Document passage:
######

Long known for its role in preventing anemia in expectant mothers and spinal birth defects in newborns, the B vitamin folate, found in leafy green vegetables, beans, and nuts has now been shown to blunt the damaging effects of heart attack when given in short-term, high doses to test animals.

In a new study, an international team of heart experts at Johns Hopkins and elsewhere report that rats fed 10 milligrams daily of folate, also known as folic acid or vitamin B9, for a week prior to heart attack had smaller infarcts than rats who took no supplements. On average, researchers say, the amount of muscle tissue exposed to damage and scarred by the arterial blockage was shrunk to less than a tenth.

The team’s findings, recently published in the journal Circulation, come just weeks after other international studies in humans suggested that low-dose folic acid supplements may prevent dementia in the elderly and premature births. “We want to emphasize that it is premature for people to begin taking high doses of folic acid,” says senior study investigator David Kass, MD, a professor at The Johns Hopkins University School of Medicine and its Heart Institute.

“But if human studies prove equally effective, then high-dose folate could be given to high-risk groups to guard against possible heart attack or to people while they are having one,” says Kass. The more likely and most practical advantage to ingesting supplements, he says, lies in folic acid’s potential to act as a short-term buffer for people who may be having a heart attack and who rush to their local emergency room complaining of chest pain.

######

Dataset excerpts:
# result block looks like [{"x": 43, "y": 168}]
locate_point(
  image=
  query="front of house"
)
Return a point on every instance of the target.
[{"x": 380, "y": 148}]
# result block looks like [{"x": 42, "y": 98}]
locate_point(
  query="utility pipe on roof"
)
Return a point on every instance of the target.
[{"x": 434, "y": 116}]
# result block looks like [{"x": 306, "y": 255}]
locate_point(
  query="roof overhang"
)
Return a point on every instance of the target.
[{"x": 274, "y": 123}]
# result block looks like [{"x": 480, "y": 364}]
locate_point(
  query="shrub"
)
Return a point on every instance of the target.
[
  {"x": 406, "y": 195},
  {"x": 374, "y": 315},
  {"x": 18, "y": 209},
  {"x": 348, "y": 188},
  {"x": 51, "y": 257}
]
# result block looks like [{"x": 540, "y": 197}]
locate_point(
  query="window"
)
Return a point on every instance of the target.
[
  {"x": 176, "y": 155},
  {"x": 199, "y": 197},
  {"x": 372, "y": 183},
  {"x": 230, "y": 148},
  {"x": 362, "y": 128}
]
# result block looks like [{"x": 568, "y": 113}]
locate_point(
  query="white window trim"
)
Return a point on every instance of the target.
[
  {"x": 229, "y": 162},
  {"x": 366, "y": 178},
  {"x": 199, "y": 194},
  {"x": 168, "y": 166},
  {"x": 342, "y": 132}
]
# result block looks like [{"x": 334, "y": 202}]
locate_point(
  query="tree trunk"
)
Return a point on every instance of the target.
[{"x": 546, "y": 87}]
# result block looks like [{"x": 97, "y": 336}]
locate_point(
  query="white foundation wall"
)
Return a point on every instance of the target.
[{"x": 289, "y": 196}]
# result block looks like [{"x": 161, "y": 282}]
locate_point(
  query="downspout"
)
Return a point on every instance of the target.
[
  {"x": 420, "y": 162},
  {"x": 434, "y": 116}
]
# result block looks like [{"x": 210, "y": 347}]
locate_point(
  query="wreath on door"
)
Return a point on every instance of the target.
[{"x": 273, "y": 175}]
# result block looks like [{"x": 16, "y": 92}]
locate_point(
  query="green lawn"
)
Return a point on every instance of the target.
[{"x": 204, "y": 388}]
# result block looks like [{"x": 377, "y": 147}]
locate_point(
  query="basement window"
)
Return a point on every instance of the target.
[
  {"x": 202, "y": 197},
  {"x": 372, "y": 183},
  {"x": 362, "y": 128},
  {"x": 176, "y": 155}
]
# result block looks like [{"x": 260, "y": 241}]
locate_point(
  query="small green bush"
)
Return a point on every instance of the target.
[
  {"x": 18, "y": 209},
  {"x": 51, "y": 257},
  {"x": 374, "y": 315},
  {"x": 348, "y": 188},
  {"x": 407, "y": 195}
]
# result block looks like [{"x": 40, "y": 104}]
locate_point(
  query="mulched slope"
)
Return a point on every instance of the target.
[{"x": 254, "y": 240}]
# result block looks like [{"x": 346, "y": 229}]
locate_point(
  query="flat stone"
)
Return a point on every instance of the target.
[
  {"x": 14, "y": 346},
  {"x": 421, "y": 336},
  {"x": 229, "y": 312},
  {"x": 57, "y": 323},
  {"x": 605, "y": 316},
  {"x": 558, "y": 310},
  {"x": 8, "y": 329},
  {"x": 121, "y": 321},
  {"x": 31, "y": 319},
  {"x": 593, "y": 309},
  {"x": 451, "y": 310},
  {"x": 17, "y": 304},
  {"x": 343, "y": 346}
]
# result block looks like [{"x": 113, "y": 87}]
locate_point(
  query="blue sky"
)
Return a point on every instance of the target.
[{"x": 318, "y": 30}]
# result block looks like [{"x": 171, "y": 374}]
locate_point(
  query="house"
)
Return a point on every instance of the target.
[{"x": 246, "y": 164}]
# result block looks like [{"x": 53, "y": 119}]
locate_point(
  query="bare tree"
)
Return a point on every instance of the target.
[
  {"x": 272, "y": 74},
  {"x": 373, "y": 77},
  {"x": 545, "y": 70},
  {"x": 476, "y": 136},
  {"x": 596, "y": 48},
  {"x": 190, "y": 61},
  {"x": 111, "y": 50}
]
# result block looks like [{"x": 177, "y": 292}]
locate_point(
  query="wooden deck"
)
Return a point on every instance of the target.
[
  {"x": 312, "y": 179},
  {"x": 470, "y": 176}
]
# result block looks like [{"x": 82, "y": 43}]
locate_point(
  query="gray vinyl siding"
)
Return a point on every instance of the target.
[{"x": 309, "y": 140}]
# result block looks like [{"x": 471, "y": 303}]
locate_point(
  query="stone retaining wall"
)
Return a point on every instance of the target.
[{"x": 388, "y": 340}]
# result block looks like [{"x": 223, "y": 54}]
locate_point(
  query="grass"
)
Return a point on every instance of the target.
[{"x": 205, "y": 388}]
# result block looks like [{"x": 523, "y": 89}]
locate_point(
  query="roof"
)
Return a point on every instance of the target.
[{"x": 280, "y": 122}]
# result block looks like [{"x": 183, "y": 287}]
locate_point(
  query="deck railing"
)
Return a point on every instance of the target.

######

Task instructions:
A - List every condition that the passage on folate and heart attack says folate or folic acid prevents or may prevent, apart from heart attack damage.
B - Decide whether each statement agrees with the passage on folate and heart attack. Answer yes or no for each, and quote the words of the passage that decide it.
(i) The rats received folate for a week before the heart attack.
(ii) The team's findings appeared in the Journal of the American Medical Association.
(iii) Kass advises people to begin taking high doses of folic acid now.
C - Carry on the passage on folate and heart attack from the point where it stops.

Exercise answers:
A -
- Anemia in expectant mothers
- Spinal birth defects in newborns
- Dementia in the elderly
- Premature births

B -
(i) Yes: "for a week prior to heart attack"
(ii) No: "recently published in the journal Circulation"
(iii) No: "it is premature for people to begin taking high doses of folic acid"

C -
Clinical trials are expected in the near future, although Kass says a major challenge in testing is that a high dose of folic acid for humans comparable to that given the rats would require an average-size adult to swallow more than 200 one-milligram pills per day, “an impractical and unrealistic regimen, even if the body excretes the excess.”

In addition, he cautions, “we do not yet know if folate is safe to consume in this high a dose, or how much or how little of it is needed to be effective,” citing 25 milligrams per day as the highest dose previously tested safe to consume for adults.

Kass says that such large amount of folate may also yield unpredictable side effects. Some studies have linked the nutrient supplement to increased rates of colon and prostate cancer.